▶ EXERCISE AIM
Print each of the records below, leaving every word as it is.
*** Opening SOURCE RECORDS ***
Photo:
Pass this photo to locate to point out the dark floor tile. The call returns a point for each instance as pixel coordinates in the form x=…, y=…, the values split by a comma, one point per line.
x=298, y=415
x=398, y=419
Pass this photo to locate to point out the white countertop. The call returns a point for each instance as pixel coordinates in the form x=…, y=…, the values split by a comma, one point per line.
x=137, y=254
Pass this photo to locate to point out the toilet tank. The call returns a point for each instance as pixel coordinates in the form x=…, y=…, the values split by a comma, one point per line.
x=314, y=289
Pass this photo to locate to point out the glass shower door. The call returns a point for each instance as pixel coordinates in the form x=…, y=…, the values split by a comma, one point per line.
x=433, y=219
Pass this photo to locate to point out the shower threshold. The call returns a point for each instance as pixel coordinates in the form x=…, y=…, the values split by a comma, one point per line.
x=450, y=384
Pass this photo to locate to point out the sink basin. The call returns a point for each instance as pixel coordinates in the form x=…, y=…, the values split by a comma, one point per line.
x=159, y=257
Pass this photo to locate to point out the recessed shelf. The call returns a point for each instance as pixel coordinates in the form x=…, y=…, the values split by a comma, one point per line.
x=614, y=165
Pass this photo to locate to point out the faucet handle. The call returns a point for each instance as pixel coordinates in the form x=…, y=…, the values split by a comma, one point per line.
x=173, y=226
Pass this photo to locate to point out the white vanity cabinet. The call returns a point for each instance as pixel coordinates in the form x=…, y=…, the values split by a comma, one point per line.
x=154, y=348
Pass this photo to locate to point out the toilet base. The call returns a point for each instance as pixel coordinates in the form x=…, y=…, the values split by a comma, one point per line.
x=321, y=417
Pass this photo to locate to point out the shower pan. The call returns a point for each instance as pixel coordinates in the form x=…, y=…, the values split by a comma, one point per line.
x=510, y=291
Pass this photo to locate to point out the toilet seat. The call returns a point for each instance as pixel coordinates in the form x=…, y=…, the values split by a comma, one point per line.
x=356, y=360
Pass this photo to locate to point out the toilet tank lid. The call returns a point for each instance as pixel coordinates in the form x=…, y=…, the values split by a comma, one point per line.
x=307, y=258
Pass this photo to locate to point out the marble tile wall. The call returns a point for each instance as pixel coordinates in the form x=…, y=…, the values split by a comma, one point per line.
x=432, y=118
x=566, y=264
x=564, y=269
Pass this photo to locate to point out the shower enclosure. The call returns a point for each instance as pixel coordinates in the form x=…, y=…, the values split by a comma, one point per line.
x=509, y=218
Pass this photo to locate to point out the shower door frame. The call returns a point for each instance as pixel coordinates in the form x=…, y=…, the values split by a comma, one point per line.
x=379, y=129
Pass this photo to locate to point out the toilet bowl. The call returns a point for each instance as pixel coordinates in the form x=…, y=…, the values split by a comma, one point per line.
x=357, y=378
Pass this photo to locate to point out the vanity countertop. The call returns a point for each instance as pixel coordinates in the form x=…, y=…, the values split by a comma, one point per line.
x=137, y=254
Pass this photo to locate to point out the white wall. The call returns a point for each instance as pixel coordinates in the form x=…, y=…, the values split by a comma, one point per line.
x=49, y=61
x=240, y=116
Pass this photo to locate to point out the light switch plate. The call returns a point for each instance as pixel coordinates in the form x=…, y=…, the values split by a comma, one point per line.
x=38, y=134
*** Closing SOURCE RECORDS ***
▶ EXPECTED ANSWER
Photo:
Pass this photo to locate to point out the dark floor tile. The call returns a point for each instance as pixel coordinates in the form x=…, y=…, the values split by a comma, one point per line.
x=298, y=415
x=398, y=419
Pass this photo to locate to point out the white countertop. The call returns a point for each instance as pixel coordinates in the form x=…, y=…, the values split by a comma, one point per line.
x=137, y=254
Pass this photo to locate to point out the toilet tank. The call returns a point for each instance as pixel coordinates in the form x=…, y=…, the values split by a comma, one point per line.
x=314, y=289
Pass this photo to locate to point out the glass shower door. The call returns a point for each instance as pixel coordinates in the form x=…, y=…, the values split by a comma, one point per line.
x=433, y=219
Pass this photo to locate to point out the shower threshold. The call returns a point for each instance as pixel coordinates in the form x=…, y=…, the values split by a comma, one point per line.
x=450, y=384
Pass this photo to locate to point out the sink basin. The call returns a point for each instance as pixel coordinates in the form x=…, y=…, the values split by a comma, one point per line.
x=159, y=257
Pass this photo to locate to point out the recessed shelf. The call returns a point for each instance as pixel coordinates in the form x=…, y=…, the values split by a comma, one point per line.
x=614, y=165
Pass this photo to locate to point out the faucet handle. The call returns a point for each instance as pixel coordinates in the form x=…, y=…, the values split by a comma, one point per line.
x=173, y=226
Pass this photo to locate to point out the white vanity cabinet. The call returns a point for each instance as pixel coordinates in the form x=…, y=…, the values split by a comma, one point per line.
x=154, y=348
Pass this photo to locate to point out the toilet base. The call returns a point for each instance as pixel coordinates in the form x=…, y=…, the values split by a comma, one point per line.
x=321, y=417
Pass this photo to locate to point out the shower pan. The call returns a point for each instance as pixel coordinates in the form x=…, y=…, the values split by a comma, one point per line.
x=510, y=291
Pass this photo to locate to point out the toilet seat. The call returns a point for each instance as pixel coordinates in the form x=…, y=…, the values split by a comma, one point per line.
x=356, y=360
Pass this photo to locate to point out the toilet tank lid. The call returns a point for each instance as pixel coordinates in the form x=…, y=…, the values split by a comma, one point per line.
x=307, y=258
Pass this photo to locate to point out the marble tile wall. The call returns a point for each instance as pixel coordinates in the form x=…, y=…, the values split by a comma, one point per line.
x=432, y=118
x=566, y=264
x=564, y=269
Pass this photo to locate to point out the shower enclosure. The call returns a point for each instance as pixel coordinates in the form x=…, y=…, the values split by a comma, one point per line.
x=509, y=218
Pass this photo to locate to point out the shower door frame. The call returns a point for each instance as pixel coordinates in the form x=…, y=…, the values split by a comma, one point per line.
x=379, y=129
Pass this photo to locate to point out the toilet bowl. The call returns a point for each instance as pixel coordinates in the form x=…, y=…, the values split by a comma, one point per line.
x=357, y=378
Pass this photo to locate to point out the vanity countertop. The call returns a point for each instance as pixel coordinates in the form x=…, y=…, the values split by a comma, one point per line.
x=137, y=254
Pass this photo to locate to point out the white wall. The call returns a point for each instance as pixel coordinates in the form x=…, y=…, the values split by a comma, one point per line.
x=49, y=61
x=240, y=116
Pass this photo to locate to point out the light switch plate. The call returns a point for each instance as pixel coordinates in the form x=…, y=…, the values split by a comma, one point per line.
x=38, y=134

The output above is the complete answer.